◆ Task directions
Without altering anything, output the material below.

(Location annotation dataset excerpts)
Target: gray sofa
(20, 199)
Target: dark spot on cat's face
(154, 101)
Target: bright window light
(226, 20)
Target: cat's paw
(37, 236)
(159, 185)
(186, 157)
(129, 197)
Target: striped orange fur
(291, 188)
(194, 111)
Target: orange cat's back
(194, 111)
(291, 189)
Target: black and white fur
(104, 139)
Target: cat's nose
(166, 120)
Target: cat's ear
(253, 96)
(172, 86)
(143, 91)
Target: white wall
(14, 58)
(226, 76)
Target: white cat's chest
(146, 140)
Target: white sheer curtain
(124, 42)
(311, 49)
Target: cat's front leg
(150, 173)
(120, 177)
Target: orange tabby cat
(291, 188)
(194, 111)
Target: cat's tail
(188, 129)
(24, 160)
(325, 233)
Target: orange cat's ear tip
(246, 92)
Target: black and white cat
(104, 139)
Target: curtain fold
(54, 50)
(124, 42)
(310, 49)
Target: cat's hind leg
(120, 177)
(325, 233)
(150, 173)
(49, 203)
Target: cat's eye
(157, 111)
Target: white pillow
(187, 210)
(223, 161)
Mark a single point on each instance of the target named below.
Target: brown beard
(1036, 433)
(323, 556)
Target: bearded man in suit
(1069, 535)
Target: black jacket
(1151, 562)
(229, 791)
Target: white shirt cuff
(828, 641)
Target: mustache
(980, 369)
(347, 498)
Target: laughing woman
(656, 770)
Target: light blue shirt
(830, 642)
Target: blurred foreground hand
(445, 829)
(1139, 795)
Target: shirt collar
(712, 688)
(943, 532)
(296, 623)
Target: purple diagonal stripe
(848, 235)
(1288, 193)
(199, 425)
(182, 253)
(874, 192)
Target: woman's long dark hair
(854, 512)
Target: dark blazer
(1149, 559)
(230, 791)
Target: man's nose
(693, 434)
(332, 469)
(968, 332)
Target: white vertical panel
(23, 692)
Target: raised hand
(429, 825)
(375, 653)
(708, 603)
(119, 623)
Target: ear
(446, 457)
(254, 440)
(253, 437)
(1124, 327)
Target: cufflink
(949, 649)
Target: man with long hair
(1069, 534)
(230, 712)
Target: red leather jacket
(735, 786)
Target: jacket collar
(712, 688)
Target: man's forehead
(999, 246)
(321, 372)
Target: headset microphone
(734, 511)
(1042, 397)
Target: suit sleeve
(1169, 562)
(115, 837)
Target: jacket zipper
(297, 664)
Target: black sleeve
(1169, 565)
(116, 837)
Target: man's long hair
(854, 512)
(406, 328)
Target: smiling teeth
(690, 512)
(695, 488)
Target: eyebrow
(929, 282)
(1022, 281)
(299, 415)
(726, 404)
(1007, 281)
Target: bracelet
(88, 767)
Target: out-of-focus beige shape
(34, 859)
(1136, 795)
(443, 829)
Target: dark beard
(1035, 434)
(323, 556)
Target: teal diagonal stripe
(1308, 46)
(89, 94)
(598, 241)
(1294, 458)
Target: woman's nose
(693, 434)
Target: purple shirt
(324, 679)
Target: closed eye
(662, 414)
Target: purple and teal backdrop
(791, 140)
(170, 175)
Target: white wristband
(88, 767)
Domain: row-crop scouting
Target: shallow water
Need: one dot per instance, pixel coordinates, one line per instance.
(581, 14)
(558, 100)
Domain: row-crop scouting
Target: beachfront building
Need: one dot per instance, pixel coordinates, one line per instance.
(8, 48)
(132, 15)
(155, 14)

◆ Solution for this problem
Target: gray sofa
(20, 199)
Target: dark spot on cat's face
(154, 101)
Target: bright window light
(226, 20)
Target: cat's paw
(37, 236)
(159, 185)
(186, 157)
(129, 197)
Target: striped orange fur
(291, 188)
(194, 111)
Target: orange cat's back
(194, 111)
(291, 189)
Target: black and white fur
(104, 139)
Target: cat's nose
(166, 120)
Target: cat's ear
(253, 96)
(172, 86)
(143, 91)
Target: white wall
(14, 58)
(226, 76)
Target: white cat's chest
(146, 140)
Target: white sheer curtain
(124, 42)
(311, 49)
Target: cat's front leg
(150, 173)
(120, 177)
Target: orange tabby cat
(291, 188)
(194, 111)
Target: cat's tail
(188, 129)
(24, 160)
(325, 233)
Target: orange cat's ear tip
(246, 92)
Target: black and white cat
(104, 139)
Target: curtain fold
(54, 50)
(124, 42)
(310, 49)
Target: cat's hind leg
(120, 177)
(325, 233)
(150, 173)
(49, 203)
Target: cat's eye
(157, 111)
Target: white pillow
(187, 210)
(223, 161)
Mark a single point on each instance of the target named below.
Target: brown beard
(1036, 433)
(323, 556)
Target: bearded man in suit
(1069, 535)
Target: black jacket
(1151, 562)
(229, 791)
Target: white shirt cuff
(828, 641)
Target: mustache
(980, 369)
(347, 498)
Target: laughing woman
(656, 770)
Target: light blue shirt
(830, 642)
Target: blurred foreground hand
(445, 829)
(1139, 795)
Target: shirt collar
(712, 688)
(943, 532)
(296, 623)
Target: purple diagonal stripe
(848, 235)
(1288, 193)
(199, 425)
(182, 253)
(874, 192)
Target: woman's long dark hair
(854, 512)
Target: dark blazer
(1149, 559)
(230, 791)
Target: man's nose
(693, 434)
(332, 469)
(968, 332)
Target: white vertical panel
(23, 692)
Target: raised hand
(429, 825)
(375, 653)
(708, 603)
(119, 623)
Target: ear
(446, 457)
(254, 440)
(253, 437)
(1124, 327)
Target: cufflink
(949, 649)
Target: man with long hair
(1069, 534)
(230, 712)
Target: red leather jacket
(735, 786)
Target: jacket collar
(712, 688)
Target: man's forehead
(999, 246)
(321, 372)
Target: headset microphone
(734, 511)
(1042, 397)
Target: suit sleeve
(1169, 562)
(115, 837)
Target: jacket zipper
(297, 664)
Target: black sleeve
(1169, 565)
(116, 837)
Target: man's long hair
(854, 512)
(406, 328)
Target: smiling teeth
(690, 512)
(695, 488)
Target: eyebrow
(929, 282)
(1022, 281)
(299, 415)
(726, 404)
(1007, 281)
Target: bracelet
(88, 767)
Target: out-of-focus beige shape
(34, 859)
(1136, 795)
(443, 829)
Target: dark beard
(1035, 434)
(323, 556)
Target: teal diagonal stripe
(1308, 46)
(89, 94)
(598, 241)
(1294, 458)
Target: woman's nose
(693, 434)
Target: purple shirt
(324, 679)
Target: closed eye
(662, 414)
Target: purple and teal backdrop
(791, 140)
(170, 175)
Target: white wristband
(88, 767)
Domain: row-crop scouting
Target: shallow water
Need: one dot per instance, pixel coordinates, one line per instance.
(581, 14)
(558, 100)
Domain: row-crop scouting
Target: beachfront building
Need: one dot per instance, pixel coordinates, one line per instance.
(8, 48)
(132, 15)
(155, 14)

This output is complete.